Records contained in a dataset
******************************
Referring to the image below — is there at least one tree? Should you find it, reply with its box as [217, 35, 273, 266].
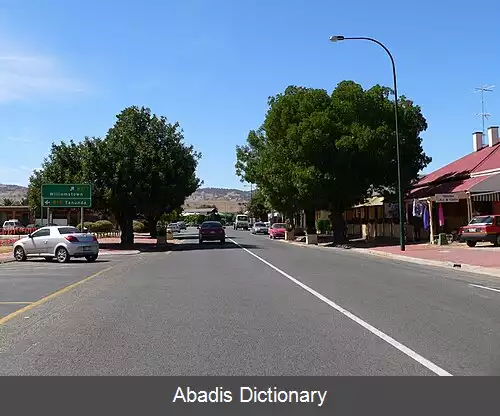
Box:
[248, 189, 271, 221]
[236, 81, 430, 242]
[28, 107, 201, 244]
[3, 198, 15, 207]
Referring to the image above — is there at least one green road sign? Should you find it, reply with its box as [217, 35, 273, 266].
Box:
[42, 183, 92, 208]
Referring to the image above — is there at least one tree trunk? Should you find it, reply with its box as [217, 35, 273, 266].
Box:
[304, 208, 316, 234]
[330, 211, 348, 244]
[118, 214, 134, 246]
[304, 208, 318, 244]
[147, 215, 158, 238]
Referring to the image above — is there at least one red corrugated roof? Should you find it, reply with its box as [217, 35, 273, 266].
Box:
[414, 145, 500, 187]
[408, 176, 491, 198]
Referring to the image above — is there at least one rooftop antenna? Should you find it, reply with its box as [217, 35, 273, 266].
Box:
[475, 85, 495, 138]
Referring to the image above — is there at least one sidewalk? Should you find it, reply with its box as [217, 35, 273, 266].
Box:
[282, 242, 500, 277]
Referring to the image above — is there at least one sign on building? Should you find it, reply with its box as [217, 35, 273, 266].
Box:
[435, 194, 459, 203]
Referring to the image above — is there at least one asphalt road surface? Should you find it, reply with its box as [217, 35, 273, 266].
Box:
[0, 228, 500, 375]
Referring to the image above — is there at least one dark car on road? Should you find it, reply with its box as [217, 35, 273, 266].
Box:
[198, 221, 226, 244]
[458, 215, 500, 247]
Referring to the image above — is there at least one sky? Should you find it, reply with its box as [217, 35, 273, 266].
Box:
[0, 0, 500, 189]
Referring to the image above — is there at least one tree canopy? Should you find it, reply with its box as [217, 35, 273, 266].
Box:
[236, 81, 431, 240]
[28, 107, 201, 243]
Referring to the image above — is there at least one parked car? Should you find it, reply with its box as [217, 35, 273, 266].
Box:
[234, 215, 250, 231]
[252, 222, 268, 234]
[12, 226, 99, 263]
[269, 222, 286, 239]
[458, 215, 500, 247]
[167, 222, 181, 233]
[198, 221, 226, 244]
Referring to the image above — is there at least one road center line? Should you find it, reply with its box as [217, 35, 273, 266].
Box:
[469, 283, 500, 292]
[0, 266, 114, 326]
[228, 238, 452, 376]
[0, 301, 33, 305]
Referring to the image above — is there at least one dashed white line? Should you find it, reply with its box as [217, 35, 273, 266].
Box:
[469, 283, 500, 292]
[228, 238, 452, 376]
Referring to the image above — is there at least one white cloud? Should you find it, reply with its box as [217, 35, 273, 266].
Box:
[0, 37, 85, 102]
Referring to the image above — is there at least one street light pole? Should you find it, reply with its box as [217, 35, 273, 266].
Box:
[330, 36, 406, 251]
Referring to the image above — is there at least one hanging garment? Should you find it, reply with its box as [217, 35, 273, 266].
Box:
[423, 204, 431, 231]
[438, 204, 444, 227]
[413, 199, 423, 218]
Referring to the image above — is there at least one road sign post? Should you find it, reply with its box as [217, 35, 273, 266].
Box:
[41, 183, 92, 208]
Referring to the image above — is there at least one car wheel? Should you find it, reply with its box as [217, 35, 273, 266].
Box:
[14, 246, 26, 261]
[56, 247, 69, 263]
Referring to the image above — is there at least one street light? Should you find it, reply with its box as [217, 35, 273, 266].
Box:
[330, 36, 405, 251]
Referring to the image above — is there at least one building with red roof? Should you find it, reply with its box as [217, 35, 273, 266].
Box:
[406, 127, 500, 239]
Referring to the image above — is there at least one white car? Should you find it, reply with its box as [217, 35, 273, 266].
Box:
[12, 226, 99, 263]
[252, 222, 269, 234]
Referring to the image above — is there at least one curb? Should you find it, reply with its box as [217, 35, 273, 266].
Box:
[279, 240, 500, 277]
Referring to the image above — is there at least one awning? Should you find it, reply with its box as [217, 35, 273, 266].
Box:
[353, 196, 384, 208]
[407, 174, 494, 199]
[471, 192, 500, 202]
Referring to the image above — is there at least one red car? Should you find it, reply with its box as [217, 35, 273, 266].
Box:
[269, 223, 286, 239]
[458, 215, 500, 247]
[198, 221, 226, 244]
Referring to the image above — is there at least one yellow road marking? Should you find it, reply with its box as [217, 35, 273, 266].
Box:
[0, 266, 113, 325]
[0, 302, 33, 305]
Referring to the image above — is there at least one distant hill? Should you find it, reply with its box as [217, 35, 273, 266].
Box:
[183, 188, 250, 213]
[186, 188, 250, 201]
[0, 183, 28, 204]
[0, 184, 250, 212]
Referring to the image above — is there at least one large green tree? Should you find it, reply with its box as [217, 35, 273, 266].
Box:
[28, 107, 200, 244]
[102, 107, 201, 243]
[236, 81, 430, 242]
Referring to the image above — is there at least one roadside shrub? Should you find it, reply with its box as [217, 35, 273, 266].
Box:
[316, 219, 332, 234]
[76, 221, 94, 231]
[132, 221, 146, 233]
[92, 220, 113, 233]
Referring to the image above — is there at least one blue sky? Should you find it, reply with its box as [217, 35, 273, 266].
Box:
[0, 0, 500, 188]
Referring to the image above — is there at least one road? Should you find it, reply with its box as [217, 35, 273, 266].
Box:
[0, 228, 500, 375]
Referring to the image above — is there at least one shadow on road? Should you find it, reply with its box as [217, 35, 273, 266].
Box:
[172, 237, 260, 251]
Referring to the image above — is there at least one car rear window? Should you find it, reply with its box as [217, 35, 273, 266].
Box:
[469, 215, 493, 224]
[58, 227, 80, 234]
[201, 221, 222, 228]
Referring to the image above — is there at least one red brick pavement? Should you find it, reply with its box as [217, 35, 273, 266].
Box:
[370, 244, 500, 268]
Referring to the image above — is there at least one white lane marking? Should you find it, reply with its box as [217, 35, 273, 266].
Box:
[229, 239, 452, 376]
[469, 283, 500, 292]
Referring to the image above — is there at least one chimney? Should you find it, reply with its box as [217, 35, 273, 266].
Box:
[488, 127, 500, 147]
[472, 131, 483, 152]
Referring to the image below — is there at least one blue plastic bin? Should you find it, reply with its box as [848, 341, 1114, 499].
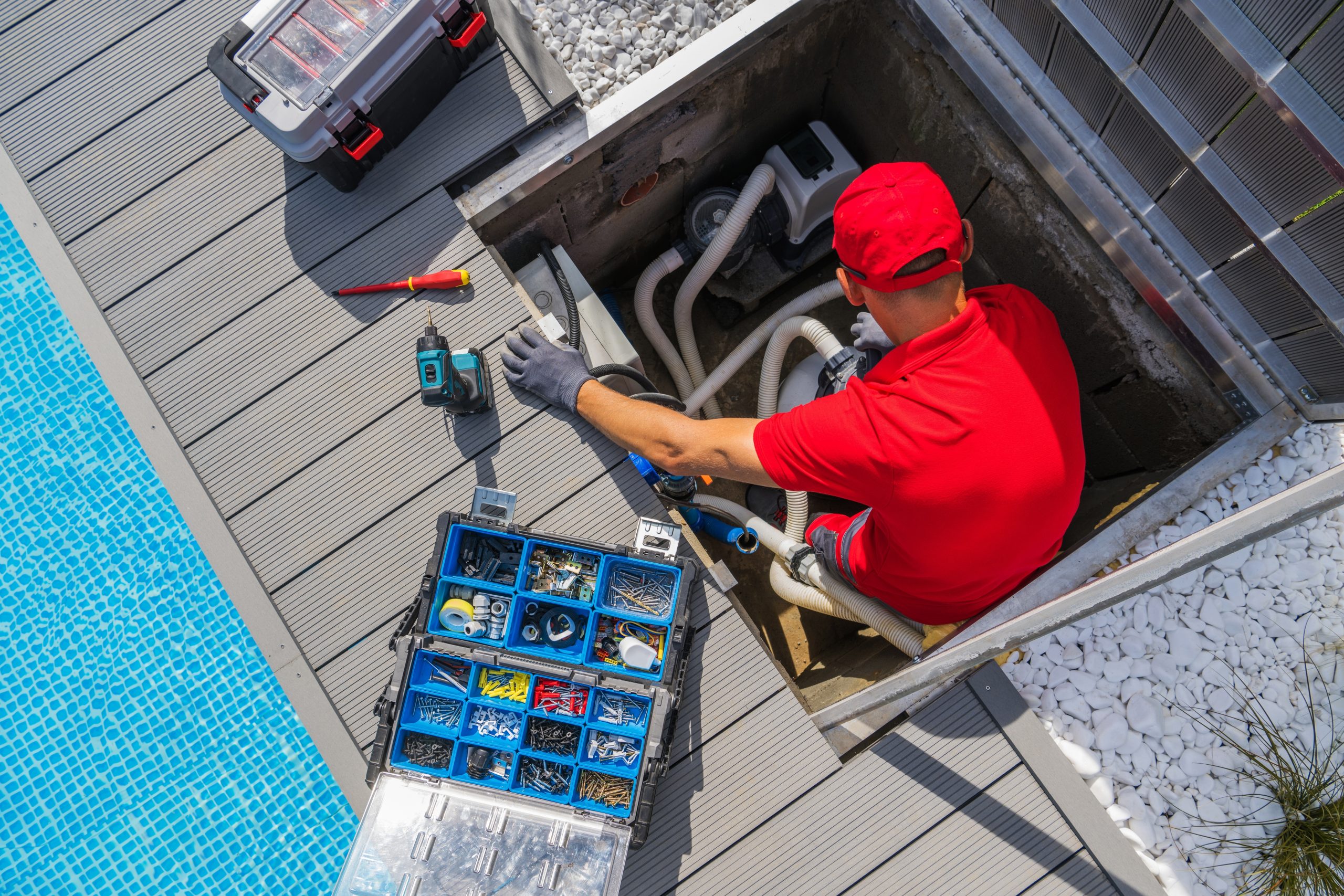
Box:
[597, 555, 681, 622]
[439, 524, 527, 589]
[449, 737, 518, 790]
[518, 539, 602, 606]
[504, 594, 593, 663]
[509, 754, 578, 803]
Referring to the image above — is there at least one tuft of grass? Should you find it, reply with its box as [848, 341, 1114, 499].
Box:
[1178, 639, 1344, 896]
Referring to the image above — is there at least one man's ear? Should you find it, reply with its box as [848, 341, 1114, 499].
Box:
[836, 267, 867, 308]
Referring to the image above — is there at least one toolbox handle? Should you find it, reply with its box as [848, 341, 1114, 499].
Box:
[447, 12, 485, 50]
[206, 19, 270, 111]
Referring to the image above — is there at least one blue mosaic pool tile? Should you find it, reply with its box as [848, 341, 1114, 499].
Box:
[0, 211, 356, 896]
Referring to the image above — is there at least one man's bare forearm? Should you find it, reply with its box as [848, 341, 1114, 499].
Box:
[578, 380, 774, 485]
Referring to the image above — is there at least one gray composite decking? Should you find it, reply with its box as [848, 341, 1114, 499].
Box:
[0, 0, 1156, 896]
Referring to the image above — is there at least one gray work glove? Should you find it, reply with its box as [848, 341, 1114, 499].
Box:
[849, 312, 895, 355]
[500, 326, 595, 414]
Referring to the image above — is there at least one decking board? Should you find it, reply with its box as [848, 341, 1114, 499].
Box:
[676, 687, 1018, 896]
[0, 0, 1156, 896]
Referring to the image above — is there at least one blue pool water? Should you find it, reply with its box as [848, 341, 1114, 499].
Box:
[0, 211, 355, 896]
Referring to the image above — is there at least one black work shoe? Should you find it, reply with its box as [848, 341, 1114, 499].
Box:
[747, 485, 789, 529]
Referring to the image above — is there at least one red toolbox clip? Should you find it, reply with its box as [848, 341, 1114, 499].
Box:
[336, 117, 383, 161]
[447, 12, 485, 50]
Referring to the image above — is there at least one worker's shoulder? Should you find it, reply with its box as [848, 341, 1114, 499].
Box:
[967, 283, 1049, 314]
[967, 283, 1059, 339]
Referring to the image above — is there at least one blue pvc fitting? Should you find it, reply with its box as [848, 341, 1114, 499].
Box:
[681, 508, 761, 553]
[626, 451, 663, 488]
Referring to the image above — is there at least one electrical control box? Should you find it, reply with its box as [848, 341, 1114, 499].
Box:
******************************
- [What to produce]: Scale the stretch from the line containing "one blue pvc" through the end of the records by rewriting every line, requests included, with each box coordinate in the answers multiplied by 1.4 and rounded to a whole number, halves up. The numbers in the requests, including their sample box, stay as they are.

- [Finished answer]:
Referring to the image above — is there at least one blue pvc fitting? Should you find it, reply with its box as [848, 341, 1114, 499].
Box:
[953, 711, 1065, 774]
[876, 631, 928, 683]
Referring to the image above — is there at least one electrical control box? Should you find it, reply with its box as [848, 341, 1114, 499].
Box:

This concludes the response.